Labeling and segmentation data:

==*==

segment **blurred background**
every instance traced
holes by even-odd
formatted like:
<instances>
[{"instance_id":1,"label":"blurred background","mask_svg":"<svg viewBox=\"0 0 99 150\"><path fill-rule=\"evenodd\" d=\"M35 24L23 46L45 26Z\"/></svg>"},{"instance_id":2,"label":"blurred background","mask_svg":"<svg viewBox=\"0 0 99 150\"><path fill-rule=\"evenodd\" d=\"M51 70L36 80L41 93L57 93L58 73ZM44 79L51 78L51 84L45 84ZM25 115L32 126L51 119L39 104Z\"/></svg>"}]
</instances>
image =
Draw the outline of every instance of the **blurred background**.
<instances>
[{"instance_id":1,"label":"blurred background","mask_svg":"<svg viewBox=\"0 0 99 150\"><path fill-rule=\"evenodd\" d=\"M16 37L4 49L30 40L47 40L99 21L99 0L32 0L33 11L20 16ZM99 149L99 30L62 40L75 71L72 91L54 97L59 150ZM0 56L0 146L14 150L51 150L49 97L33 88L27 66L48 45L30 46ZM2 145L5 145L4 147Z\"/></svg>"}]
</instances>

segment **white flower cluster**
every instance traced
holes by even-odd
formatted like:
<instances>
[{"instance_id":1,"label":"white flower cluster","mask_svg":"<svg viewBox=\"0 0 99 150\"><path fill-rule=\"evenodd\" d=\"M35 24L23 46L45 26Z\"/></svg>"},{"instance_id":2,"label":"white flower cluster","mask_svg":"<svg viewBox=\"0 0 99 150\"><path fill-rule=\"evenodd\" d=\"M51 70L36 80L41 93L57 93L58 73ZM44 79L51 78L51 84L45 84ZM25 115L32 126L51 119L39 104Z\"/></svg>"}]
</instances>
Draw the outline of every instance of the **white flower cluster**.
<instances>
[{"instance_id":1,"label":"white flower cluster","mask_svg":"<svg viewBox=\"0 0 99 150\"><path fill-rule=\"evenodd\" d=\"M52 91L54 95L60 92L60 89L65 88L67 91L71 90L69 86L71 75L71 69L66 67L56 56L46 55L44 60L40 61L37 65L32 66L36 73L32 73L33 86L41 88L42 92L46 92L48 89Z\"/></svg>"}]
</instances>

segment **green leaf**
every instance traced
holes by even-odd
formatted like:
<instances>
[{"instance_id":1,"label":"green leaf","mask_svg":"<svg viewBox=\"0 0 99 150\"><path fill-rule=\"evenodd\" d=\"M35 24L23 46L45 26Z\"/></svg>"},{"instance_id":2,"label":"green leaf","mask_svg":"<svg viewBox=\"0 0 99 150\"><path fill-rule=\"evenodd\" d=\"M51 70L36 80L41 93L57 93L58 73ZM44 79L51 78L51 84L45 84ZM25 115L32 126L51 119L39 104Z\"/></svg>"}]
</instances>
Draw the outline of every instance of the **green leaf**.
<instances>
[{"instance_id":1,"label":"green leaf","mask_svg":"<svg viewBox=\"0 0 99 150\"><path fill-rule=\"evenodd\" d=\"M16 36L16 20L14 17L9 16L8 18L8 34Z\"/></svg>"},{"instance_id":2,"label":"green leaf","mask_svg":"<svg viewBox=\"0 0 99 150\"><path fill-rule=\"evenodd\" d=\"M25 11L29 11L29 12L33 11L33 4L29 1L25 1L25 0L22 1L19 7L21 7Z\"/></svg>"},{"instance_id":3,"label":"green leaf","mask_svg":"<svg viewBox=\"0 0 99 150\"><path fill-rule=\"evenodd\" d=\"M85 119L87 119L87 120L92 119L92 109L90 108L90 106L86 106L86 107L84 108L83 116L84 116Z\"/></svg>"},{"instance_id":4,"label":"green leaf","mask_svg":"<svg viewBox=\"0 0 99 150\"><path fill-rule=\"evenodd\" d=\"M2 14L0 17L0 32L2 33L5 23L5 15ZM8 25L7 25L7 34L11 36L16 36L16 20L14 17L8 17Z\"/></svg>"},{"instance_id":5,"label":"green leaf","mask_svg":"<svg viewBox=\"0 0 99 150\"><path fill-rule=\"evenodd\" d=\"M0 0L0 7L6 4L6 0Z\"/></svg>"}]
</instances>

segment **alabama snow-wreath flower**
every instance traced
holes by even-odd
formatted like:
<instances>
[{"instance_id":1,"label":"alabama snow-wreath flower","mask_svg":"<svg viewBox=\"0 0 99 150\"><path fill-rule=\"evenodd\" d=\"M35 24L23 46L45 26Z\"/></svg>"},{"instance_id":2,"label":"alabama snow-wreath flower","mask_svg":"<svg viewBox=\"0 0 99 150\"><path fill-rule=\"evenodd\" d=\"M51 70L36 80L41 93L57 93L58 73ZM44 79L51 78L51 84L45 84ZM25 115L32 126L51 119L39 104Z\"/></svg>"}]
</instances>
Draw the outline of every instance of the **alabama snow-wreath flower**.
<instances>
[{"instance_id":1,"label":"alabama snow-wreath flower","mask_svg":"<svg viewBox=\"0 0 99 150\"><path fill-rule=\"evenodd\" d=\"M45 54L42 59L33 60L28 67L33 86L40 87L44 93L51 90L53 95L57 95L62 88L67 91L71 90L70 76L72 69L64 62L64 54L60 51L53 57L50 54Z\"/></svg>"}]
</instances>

==*==

DESCRIPTION OF THE TASK – Lay out the stretch of the data above from the line containing "segment **alabama snow-wreath flower**" through the end as a Markdown table with the columns n and Line, numbering each row and skipping blank lines.

WORKED SOLUTION –
| n | Line |
|---|---|
| 1 | segment **alabama snow-wreath flower** |
| 2 | every instance traced |
| 3 | holes by even-odd |
| 4 | formatted like: |
| 5 | <instances> |
| 6 | [{"instance_id":1,"label":"alabama snow-wreath flower","mask_svg":"<svg viewBox=\"0 0 99 150\"><path fill-rule=\"evenodd\" d=\"M35 24L23 46L45 26Z\"/></svg>"},{"instance_id":2,"label":"alabama snow-wreath flower","mask_svg":"<svg viewBox=\"0 0 99 150\"><path fill-rule=\"evenodd\" d=\"M51 70L36 80L41 93L57 93L58 73ZM44 79L51 78L51 84L45 84ZM25 115L32 126L51 119L39 104Z\"/></svg>"}] |
| 7 | </instances> |
| 8 | Draw the outline of every instance of the **alabama snow-wreath flower**. |
| 9 | <instances> |
| 10 | [{"instance_id":1,"label":"alabama snow-wreath flower","mask_svg":"<svg viewBox=\"0 0 99 150\"><path fill-rule=\"evenodd\" d=\"M45 54L42 59L33 60L28 67L33 86L40 87L44 93L51 90L53 95L57 95L62 88L67 91L71 90L70 76L72 69L64 62L64 54L60 51L53 57L50 54Z\"/></svg>"}] |
| 11 | </instances> |